PROBLEM REQUIREMENTS:
The lines you return must be all those in the data that hold the string "below".

ENTRIES SHOWN:

# # # #

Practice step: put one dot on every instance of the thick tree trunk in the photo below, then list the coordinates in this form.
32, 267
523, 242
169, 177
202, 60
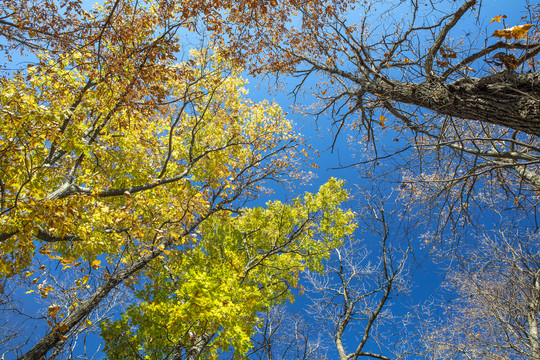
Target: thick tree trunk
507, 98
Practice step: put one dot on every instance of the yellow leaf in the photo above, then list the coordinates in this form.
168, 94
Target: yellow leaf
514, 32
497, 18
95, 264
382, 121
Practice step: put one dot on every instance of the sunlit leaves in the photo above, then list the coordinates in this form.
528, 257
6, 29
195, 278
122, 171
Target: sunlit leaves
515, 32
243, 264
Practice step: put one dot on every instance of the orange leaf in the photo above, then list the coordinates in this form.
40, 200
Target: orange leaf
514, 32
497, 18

# # # #

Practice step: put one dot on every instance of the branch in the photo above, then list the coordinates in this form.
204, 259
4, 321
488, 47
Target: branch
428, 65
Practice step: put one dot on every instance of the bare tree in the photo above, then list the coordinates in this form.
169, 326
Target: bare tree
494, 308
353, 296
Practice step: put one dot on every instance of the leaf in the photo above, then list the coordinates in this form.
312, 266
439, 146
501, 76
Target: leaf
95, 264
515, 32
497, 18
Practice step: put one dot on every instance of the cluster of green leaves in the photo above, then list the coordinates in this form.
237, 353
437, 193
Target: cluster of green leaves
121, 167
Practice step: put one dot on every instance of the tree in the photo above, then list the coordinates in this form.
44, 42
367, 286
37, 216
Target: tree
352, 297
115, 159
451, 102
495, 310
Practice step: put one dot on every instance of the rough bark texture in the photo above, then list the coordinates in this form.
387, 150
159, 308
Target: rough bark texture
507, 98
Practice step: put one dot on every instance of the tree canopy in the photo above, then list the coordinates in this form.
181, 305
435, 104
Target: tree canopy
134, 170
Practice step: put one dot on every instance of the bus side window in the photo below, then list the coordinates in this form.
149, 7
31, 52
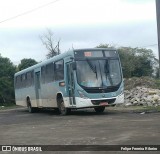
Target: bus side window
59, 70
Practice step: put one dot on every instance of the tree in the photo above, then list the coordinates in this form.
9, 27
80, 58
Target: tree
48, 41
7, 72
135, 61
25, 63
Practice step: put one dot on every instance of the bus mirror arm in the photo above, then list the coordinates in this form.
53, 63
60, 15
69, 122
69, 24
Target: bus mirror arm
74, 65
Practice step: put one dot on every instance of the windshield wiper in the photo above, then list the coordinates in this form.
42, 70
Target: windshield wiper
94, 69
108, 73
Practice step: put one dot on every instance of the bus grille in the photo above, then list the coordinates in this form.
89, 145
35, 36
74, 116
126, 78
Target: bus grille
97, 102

# # # #

EXERCISE RESPONSE:
Practice step: put one dot on every instance of the thick tree trunk in the photo below, then list the coordinates in this form.
Practice step: put one dot on every instance of the bus side window in the photo below, then list the coordinates in this form.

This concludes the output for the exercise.